▸ WHAT THE TASK REQUIRES:
Give back exactly the lines of the material below, starting with the line with "in [84, 233]." and going on through the line with "in [138, 374].".

▸ AVAILABLE DATA:

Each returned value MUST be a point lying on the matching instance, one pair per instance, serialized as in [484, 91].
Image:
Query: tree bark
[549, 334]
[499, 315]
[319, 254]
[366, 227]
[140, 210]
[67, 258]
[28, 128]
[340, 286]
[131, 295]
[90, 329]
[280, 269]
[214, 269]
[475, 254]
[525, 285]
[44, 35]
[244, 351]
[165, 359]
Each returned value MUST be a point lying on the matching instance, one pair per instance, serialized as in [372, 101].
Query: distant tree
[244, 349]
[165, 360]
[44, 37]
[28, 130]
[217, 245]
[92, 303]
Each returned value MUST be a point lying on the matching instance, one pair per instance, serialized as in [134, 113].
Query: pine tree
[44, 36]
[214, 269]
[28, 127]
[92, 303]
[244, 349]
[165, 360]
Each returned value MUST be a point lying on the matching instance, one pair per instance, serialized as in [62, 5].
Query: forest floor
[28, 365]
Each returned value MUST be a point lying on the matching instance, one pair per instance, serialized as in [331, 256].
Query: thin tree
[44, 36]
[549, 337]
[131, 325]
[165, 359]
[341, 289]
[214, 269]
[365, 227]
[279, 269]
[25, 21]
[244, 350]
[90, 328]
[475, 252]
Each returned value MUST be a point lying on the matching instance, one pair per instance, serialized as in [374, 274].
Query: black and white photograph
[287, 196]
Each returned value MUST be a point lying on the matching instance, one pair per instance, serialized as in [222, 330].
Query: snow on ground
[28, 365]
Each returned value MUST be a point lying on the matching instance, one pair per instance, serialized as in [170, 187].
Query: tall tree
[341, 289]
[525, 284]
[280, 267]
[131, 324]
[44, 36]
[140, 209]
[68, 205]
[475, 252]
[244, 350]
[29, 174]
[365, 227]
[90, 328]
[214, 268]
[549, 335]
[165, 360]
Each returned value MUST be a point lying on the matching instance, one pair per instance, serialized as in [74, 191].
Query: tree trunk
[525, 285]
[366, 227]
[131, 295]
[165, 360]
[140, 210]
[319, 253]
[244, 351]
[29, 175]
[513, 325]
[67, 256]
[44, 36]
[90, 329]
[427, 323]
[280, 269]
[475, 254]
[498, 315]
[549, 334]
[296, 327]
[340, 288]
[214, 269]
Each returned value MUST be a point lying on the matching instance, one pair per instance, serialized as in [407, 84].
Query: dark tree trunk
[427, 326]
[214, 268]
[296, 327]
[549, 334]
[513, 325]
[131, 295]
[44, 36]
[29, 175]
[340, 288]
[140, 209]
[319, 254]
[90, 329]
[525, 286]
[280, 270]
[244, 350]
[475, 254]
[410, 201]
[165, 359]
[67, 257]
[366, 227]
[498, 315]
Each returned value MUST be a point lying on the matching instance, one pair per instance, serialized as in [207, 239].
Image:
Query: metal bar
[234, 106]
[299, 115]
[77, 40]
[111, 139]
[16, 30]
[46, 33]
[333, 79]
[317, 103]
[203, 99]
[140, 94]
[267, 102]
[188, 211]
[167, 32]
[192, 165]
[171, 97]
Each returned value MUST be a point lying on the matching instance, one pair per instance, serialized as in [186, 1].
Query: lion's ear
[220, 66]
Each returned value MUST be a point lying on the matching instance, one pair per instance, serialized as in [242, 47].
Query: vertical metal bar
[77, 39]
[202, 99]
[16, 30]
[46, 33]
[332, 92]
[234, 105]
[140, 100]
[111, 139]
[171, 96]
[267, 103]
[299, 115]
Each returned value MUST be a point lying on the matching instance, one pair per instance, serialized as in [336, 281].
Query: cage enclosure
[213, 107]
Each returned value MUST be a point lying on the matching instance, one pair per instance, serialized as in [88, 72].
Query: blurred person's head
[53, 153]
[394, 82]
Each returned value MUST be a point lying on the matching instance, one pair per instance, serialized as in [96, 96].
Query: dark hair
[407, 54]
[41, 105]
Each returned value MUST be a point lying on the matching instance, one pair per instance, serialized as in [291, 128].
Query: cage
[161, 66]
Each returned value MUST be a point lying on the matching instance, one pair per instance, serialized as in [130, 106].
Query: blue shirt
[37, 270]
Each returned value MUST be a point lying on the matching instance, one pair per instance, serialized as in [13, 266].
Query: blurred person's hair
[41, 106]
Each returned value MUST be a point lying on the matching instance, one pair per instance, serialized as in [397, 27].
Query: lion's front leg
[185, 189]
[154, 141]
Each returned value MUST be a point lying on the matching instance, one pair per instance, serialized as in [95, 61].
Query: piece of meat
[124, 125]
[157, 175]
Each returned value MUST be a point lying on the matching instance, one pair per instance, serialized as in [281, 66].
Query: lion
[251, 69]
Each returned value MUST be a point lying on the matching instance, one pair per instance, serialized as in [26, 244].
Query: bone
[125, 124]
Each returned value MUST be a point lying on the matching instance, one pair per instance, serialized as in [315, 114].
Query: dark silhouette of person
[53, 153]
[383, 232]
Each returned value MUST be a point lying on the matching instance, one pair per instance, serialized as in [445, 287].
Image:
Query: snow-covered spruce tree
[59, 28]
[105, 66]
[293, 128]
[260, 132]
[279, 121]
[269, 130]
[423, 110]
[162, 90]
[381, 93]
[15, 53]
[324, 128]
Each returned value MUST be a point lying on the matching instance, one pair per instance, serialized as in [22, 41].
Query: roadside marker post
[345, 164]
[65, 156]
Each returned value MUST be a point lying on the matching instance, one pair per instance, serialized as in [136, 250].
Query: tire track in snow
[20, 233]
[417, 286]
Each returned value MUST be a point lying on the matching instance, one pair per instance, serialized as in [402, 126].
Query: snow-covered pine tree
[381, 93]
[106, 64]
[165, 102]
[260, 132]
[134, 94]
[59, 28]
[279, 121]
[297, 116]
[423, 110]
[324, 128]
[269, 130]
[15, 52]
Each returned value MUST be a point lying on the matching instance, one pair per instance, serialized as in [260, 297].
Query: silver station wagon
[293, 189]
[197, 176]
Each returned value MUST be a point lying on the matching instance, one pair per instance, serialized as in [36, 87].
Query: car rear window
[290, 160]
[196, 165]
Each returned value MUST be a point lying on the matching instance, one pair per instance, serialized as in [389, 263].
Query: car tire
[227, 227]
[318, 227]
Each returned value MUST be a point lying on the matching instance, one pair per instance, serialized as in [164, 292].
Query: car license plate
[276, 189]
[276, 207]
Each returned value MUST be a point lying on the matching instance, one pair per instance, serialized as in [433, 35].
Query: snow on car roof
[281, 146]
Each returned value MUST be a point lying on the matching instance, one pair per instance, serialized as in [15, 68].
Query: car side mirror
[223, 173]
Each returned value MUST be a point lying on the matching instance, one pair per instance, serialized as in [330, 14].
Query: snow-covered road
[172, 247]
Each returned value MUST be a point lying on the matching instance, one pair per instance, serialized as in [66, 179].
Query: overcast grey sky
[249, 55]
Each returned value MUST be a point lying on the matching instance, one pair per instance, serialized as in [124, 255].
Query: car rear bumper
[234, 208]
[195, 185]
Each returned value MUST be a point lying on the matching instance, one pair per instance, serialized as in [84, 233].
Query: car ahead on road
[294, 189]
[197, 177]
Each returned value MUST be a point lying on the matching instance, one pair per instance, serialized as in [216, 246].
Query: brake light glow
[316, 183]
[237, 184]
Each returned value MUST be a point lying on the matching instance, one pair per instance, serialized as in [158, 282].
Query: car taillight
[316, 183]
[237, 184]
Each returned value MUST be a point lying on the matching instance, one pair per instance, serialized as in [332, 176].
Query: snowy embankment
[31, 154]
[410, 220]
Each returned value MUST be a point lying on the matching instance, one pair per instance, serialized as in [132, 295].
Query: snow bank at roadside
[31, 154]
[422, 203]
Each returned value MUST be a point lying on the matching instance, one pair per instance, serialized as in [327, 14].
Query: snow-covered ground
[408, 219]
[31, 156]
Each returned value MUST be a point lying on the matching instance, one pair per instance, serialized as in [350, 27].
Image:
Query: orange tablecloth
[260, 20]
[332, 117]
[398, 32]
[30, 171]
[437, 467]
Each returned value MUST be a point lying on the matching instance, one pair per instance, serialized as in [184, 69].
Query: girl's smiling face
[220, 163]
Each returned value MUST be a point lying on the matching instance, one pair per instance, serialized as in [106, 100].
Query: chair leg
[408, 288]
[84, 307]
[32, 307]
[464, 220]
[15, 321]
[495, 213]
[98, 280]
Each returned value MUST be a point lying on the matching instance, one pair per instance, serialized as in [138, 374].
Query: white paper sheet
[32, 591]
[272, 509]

▸ EXPECTED ANSWER:
Each returned value MUST be a point lying on the matching instance, one pair per instance, serialized as in [84, 233].
Query: car ahead on road
[294, 189]
[197, 177]
Each returned value MUST be a point lying on the matching instance, one pair per instance, serialized as in [216, 246].
Query: brake light glow
[316, 183]
[237, 184]
Each returned value MUST be a point lying on the matching instance, one pair per instance, serialized as in [158, 282].
Query: car taillight
[316, 183]
[237, 184]
Each returned value MUST be a point lying on the matching instance, one pair per instance, serialized as in [332, 176].
Query: snowy embankment
[31, 154]
[410, 220]
Each returned value MUST be a point lying on the matching instance, one pair per instance, serialized as in [132, 295].
Query: snow bank at roadside
[31, 154]
[422, 203]
Each returned value MUST be a point lying on the matching instance, one pair per instance, serialized as in [327, 14].
Query: snow-covered ground
[408, 219]
[31, 156]
Each returned value MUST be a point lying on the matching instance, one pair per instance, serialized as in [350, 27].
Image:
Query: orange tablecloth
[260, 20]
[332, 117]
[398, 32]
[30, 171]
[437, 467]
Each returned value MUST be a point lying on the matching instance, one pair per instance, serialized as in [184, 69].
Query: girl's smiling face
[220, 163]
Each returned value MUST be a point lying on the matching instance, one pair per instance, serialized as in [106, 100].
Query: chair leg
[408, 288]
[84, 307]
[32, 307]
[464, 220]
[15, 321]
[495, 213]
[98, 280]
Each returned value MUST be a point lying on the matching instance, one pair per instance, serialized as in [138, 374].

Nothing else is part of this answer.